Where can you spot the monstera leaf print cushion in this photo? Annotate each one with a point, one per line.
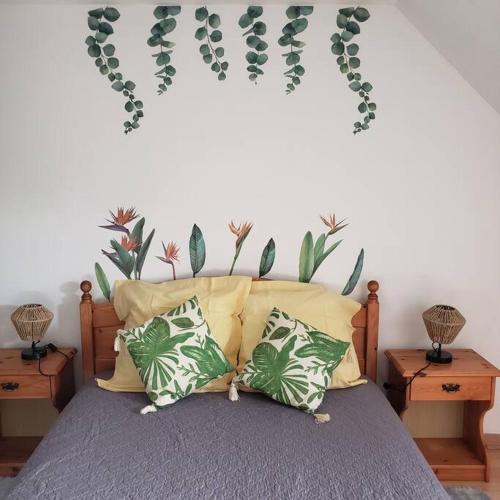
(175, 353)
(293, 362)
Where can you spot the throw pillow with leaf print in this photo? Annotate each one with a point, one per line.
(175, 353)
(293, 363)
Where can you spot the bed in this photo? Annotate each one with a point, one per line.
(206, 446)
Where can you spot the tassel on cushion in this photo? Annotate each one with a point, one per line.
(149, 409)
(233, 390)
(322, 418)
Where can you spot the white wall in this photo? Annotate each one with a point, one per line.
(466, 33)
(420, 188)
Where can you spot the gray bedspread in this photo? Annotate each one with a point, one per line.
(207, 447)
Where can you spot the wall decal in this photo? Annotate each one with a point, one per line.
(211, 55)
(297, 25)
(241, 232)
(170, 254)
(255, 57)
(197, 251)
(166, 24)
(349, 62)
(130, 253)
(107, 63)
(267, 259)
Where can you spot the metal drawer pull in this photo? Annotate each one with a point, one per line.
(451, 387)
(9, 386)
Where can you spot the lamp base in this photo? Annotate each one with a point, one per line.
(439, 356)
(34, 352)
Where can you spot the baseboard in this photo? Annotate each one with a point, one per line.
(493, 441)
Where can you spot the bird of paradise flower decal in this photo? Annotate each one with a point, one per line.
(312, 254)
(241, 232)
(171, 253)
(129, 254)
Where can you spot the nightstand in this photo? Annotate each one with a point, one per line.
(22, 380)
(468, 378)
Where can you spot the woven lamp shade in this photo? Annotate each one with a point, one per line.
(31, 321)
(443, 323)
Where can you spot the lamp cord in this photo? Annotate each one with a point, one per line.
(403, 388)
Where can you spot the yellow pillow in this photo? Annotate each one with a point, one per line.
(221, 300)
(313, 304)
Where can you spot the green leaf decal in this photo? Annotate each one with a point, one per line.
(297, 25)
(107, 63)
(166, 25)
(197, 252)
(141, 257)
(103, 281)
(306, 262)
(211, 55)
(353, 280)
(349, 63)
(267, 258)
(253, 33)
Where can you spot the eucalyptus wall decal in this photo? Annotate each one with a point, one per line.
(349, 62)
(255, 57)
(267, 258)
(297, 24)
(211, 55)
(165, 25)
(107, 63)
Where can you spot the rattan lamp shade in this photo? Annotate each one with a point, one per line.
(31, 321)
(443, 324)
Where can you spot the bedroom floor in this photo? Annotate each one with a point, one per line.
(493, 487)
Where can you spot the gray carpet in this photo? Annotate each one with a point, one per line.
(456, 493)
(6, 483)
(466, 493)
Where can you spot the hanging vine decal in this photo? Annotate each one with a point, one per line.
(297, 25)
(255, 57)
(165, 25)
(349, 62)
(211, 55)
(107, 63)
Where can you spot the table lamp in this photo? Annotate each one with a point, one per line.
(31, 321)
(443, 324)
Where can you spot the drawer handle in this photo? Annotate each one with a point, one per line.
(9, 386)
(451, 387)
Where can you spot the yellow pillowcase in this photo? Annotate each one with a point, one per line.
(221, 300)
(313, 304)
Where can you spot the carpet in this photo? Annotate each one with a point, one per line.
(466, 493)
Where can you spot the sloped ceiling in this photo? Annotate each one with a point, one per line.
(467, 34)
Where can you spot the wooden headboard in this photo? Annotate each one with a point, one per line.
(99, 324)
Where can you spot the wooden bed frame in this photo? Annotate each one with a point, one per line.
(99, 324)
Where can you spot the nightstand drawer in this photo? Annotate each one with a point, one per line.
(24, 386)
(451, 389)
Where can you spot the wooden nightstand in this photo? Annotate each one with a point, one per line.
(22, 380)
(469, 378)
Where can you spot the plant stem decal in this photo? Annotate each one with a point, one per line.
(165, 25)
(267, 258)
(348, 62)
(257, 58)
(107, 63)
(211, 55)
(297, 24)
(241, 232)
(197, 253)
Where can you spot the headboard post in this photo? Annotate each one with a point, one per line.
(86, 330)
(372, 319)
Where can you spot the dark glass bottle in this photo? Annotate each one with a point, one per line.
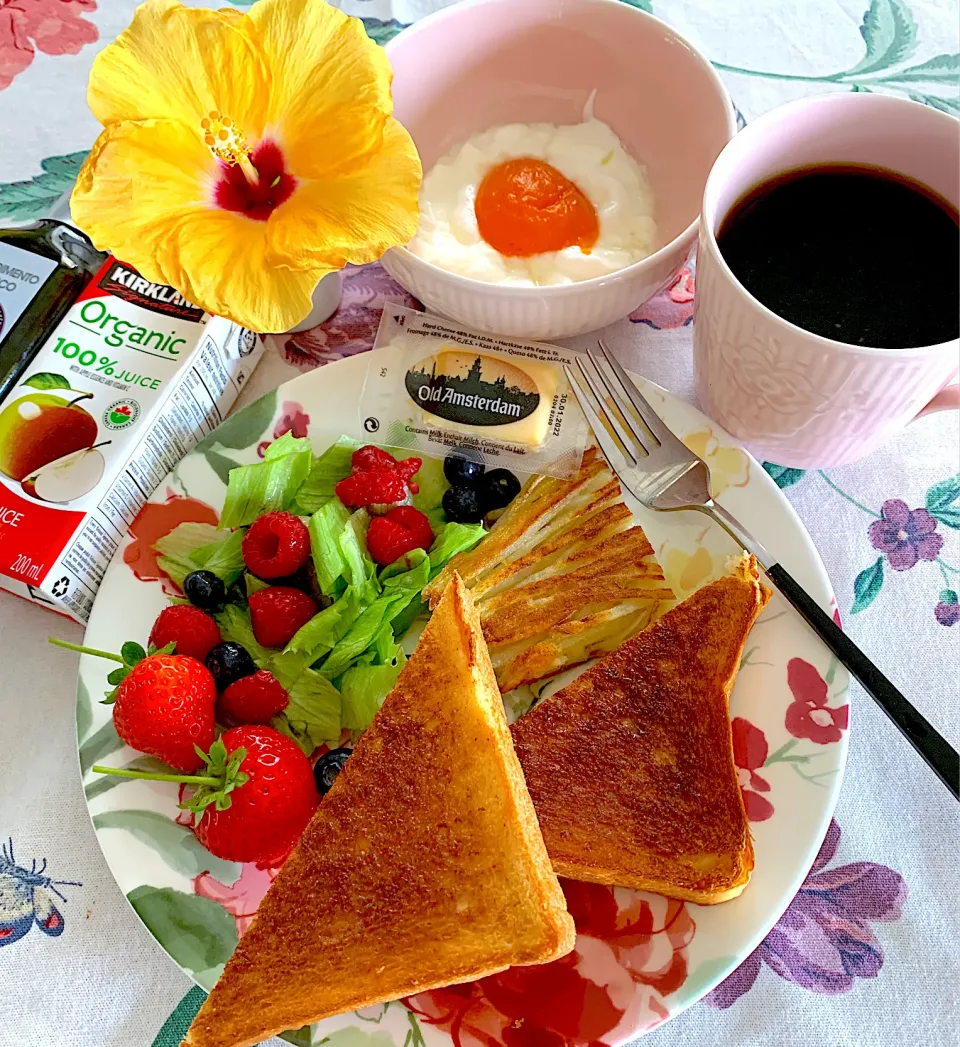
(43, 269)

--

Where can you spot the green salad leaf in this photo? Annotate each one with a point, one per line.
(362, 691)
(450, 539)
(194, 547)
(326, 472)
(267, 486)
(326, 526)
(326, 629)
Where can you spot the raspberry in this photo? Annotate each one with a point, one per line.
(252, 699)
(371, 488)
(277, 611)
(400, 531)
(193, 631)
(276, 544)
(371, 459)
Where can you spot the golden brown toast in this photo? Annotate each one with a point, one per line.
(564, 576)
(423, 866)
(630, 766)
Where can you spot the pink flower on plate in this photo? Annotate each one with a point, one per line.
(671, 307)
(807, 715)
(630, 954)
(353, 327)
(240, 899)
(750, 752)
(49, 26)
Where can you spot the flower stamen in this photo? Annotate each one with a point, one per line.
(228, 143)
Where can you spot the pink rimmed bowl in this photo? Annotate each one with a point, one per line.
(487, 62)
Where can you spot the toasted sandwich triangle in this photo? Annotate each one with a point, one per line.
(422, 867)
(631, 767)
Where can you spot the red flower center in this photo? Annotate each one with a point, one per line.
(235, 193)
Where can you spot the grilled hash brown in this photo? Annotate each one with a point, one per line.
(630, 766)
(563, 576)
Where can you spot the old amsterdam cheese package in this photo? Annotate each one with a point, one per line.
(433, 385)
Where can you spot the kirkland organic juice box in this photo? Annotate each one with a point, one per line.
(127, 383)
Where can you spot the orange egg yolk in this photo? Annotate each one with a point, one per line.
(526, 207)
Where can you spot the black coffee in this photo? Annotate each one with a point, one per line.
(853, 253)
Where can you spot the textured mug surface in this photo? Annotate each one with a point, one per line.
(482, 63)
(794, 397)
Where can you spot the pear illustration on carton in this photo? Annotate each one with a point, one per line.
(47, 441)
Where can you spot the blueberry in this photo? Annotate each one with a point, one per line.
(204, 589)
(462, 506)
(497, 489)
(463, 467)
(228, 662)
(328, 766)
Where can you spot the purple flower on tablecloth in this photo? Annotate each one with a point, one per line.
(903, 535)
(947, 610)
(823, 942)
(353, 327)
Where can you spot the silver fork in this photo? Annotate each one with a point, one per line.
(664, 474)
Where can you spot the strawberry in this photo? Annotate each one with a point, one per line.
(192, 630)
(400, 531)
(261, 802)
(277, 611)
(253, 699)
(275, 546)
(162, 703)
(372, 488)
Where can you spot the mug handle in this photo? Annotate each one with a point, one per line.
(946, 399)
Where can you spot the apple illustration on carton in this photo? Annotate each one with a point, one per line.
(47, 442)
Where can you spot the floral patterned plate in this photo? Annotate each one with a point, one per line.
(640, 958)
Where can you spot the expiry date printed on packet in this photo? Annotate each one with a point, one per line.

## WHAT YOU WILL DO
Look above for the line holding "Where can you spot the apple", then set down exactly that line and every line after it up to and including the line holding "Where can you spot the expiry", with nothing else.

## COMPLETED EXERCISE
Where can you spot the apple illustration on carton in this photo? Annotate each one with a point, one per line.
(47, 442)
Where can you spot the floral patterned plate in this photo? Annotate each one with a point, one per line.
(640, 958)
Where can you spot the expiry date printed on packet in this photo? Annotate each one with a point, one per line.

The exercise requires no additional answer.